Consigne 1 ->
Recopiez mot pour mot le passage de l'extrait en commençant par « 53      En outre, c’est » et en terminant par « l’existence d’une différence. ».
Consigne 2 ->
Dans l'extrait, répondez aux questions suivantes :
(a) Comment l'EUIPO qualifie-t-il l'emploi d'une double lettre « a » dans une partie du territoire pertinent ?
(b) Quel degré de similitude visuelle entre les signes en conflit la chambre de recours a-t-elle retenu ?
(c) Pour la partie du public pertinent qui reconnaît la lettre majuscule grecque lambda dans le signe demandé, comment ce signe sera-t-il perçu ?

Extrait ->

********

53      En outre, c’est à juste titre que la chambre de recours et l’EUIPO insistent, en substance, sur ce que la partie du public pertinent qui reconnaît la lettre majuscule latine « A » dans le symbole « Λ » remarquera néanmoins qu’il ne s’agit en effet pas de la lettre majuscule latine « A », mais plutôt d’une version stylisée. L’effort intellectuel qui doit être réalisé par cette partie du public pertinent pour faire cette association démontre l’existence d’une différence.

54      Enfin, c’est également à juste titre que l’EUIPO remarque que l’emploi d’une double lettre « a » est plutôt inhabituelle dans une partie du territoire pertinent, alors qu’une telle double lettre « a » sera clairement perçue comme différente d’une simple lettre « a » par les locuteurs d’une langue qui connaît une telle voyelle double.

55      Au regard de ce qui précède, la chambre de recours n’a donc pas commis d’erreurs en considérant que, dans l’ensemble, sur le plan visuel, les différences entre les signes en conflit contrebalancent les similitudes entre eux, de sorte qu’il existe tout au plus un faible degré de similitude visuelle.

–       Sur la similitude phonétique

56      S’agissant de la similitude phonétique, la chambre de recours a considéré, aux points 37 et 38 de la décision attaquée, que, pour la partie du public pertinent qui reconnaît la lettre majuscule grecque lambda dans le signe demandé, ce dernier sera perçu comme étant difficile à prononcer dans son ensemble. Dans cette hypothèse, il n’existerait qu’un faible degré de similitude phonétique. En ce qui concerne la partie du public pertinent qui perçoit le symbole « Λ » comme une version stylisée de la lettre majuscule « A » et donc l’élément verbal de la marque demandée comme « laava », la chambre de recours a considéré, au point 38 de la décision attaquée, que cette partie percevrait les signes en conflit comme étant tout au plus faiblement similaires sur le plan phonétique. En effet, le son « a » serait plus long que dans les marques antérieures et répété à la fin du mot. En outre, les signes différeraient par leur nombre de syllabes et par leur rythme.

********

Enregistrements présentés ->
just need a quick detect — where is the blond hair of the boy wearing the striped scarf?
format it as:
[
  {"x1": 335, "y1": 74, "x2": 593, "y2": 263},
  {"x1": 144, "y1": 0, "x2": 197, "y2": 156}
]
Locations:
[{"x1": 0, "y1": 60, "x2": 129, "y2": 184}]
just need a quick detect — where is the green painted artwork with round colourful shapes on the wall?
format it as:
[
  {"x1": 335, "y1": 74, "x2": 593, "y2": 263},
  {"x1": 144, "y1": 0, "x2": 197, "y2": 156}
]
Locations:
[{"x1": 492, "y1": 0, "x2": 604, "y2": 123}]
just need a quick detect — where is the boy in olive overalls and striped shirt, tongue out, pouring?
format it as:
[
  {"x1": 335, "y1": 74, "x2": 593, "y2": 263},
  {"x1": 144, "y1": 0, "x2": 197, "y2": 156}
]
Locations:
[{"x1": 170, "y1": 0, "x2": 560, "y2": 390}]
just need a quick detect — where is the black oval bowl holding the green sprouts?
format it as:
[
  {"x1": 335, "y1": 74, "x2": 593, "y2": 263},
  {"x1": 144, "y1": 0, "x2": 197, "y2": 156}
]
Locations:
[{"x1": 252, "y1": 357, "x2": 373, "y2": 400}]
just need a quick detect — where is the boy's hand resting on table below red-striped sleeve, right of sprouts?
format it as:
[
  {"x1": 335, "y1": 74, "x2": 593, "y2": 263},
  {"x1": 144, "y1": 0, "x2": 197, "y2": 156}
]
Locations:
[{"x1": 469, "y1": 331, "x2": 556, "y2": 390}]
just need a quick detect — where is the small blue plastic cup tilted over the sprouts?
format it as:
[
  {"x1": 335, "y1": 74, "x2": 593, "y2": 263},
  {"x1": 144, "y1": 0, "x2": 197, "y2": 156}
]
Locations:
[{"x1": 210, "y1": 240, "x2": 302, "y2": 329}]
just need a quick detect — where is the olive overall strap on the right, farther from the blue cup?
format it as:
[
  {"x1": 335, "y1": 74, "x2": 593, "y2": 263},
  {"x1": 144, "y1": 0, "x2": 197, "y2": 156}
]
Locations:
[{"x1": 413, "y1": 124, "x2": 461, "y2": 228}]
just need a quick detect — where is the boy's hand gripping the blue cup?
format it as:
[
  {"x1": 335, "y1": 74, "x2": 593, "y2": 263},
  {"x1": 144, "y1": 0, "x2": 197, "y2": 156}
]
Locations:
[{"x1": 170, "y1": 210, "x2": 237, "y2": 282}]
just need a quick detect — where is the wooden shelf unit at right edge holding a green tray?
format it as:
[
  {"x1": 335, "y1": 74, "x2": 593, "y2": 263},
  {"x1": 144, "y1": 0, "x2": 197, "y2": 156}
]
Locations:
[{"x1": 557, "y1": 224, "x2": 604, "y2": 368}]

********

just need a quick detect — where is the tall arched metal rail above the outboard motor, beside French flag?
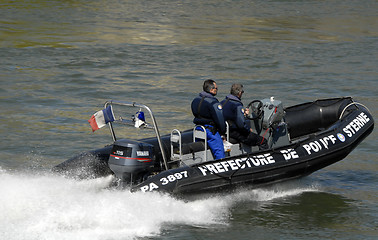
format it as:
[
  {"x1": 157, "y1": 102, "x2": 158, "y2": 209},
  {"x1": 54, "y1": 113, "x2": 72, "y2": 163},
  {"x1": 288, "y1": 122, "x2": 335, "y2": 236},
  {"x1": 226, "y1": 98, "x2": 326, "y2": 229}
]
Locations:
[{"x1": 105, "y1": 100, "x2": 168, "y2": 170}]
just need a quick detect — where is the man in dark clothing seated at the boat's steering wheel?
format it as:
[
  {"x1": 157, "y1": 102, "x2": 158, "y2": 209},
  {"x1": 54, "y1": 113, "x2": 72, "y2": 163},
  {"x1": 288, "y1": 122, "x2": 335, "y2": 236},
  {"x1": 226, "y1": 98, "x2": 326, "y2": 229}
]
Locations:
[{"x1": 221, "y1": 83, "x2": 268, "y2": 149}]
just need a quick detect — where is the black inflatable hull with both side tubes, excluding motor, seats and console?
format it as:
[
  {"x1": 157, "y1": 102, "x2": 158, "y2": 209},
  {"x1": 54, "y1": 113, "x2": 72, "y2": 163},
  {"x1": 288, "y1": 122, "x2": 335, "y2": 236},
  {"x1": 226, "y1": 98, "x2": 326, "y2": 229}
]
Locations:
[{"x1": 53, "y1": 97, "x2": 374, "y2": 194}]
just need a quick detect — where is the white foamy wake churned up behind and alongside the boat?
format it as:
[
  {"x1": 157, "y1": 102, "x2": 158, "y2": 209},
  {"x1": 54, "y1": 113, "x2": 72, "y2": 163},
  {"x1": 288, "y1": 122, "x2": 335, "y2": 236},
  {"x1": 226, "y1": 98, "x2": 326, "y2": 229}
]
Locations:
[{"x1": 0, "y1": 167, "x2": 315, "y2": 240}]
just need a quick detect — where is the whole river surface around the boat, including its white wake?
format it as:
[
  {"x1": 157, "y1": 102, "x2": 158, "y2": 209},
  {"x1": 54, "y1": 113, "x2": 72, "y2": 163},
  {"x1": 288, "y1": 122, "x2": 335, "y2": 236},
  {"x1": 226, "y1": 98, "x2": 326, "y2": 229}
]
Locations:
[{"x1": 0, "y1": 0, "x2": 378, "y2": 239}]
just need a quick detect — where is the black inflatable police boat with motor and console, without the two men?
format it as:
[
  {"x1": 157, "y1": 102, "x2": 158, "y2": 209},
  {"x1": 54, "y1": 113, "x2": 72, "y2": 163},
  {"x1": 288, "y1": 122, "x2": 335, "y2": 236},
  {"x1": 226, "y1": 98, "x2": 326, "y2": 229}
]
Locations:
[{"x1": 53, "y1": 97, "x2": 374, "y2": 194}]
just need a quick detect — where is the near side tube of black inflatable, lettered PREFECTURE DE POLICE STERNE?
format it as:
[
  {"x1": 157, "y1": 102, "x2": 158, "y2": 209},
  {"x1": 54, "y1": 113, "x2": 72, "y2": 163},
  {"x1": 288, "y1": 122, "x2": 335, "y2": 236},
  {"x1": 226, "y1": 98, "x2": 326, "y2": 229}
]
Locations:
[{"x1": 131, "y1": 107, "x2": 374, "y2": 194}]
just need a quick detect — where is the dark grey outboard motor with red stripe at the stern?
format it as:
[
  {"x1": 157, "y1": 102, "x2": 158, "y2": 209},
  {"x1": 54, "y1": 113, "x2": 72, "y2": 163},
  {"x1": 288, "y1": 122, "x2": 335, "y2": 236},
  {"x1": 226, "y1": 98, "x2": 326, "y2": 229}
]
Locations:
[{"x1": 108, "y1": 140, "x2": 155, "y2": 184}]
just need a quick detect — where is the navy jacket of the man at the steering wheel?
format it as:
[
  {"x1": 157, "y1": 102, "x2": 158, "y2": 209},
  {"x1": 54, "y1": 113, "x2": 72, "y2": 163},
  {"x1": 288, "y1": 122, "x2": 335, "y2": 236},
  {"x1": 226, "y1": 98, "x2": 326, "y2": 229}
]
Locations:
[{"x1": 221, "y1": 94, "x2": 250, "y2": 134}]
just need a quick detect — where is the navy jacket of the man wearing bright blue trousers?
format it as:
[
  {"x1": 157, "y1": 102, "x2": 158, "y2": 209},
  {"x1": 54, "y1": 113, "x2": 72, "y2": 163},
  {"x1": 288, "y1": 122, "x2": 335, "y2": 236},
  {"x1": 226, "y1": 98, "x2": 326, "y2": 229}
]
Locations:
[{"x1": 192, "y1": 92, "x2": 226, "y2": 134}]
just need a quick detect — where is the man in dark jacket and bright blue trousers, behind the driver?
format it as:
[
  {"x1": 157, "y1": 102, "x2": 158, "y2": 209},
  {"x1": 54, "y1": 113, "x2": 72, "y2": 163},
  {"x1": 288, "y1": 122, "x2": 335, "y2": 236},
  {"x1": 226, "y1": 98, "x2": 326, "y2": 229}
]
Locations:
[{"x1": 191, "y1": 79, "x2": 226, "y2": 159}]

********

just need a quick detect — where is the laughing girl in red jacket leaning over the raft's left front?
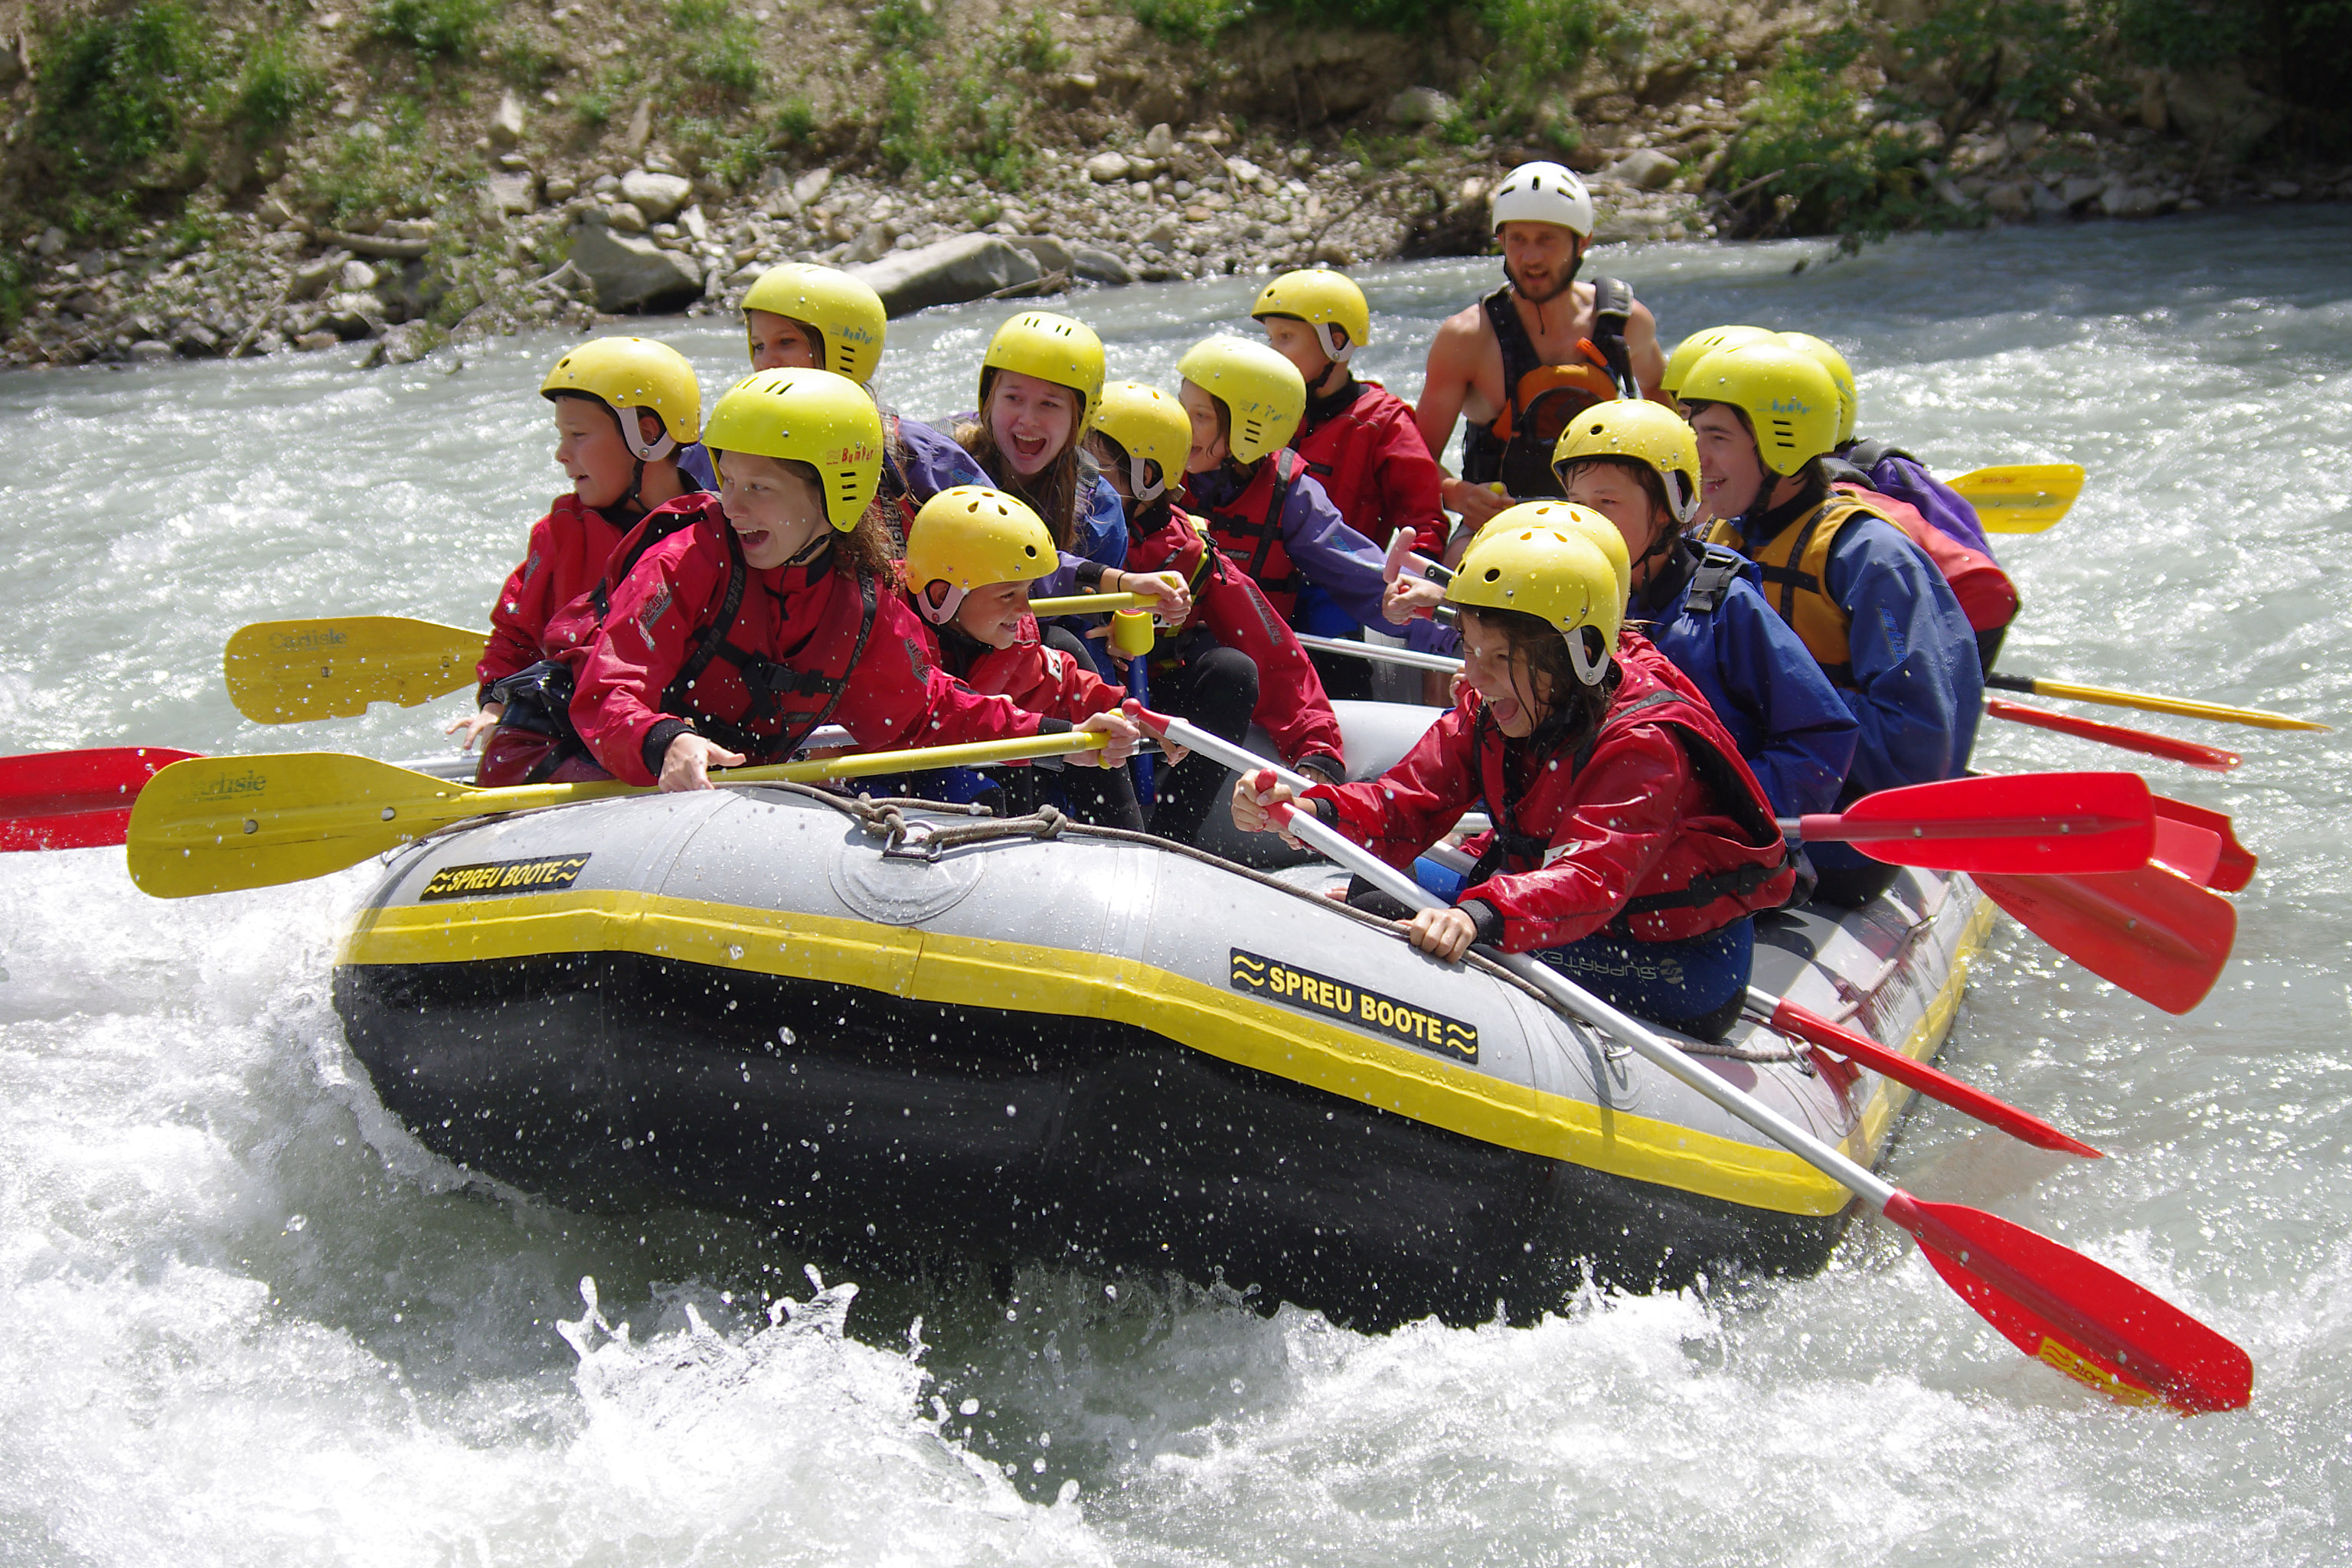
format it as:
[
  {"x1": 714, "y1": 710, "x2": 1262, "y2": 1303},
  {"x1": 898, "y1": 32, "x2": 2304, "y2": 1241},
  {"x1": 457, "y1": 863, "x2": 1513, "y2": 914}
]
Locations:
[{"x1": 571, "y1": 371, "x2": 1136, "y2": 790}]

********

Réponse 1 ->
53      En outre, c’est à juste titre que la chambre de recours et l’EUIPO insistent, en substance, sur ce que la partie du public pertinent qui reconnaît la lettre majuscule latine « A » dans le symbole « Λ » remarquera néanmoins qu’il ne s’agit en effet pas de la lettre majuscule latine « A », mais plutôt d’une version stylisée. L’effort intellectuel qui doit être réalisé par cette partie du public pertinent pour faire cette association démontre l’existence d’une différence.

Réponse 2 ->
(a) Plutôt inhabituel.
(b) Tout au plus un faible degré de similitude visuelle.
(c) Comme étant difficile à prononcer dans son ensemble.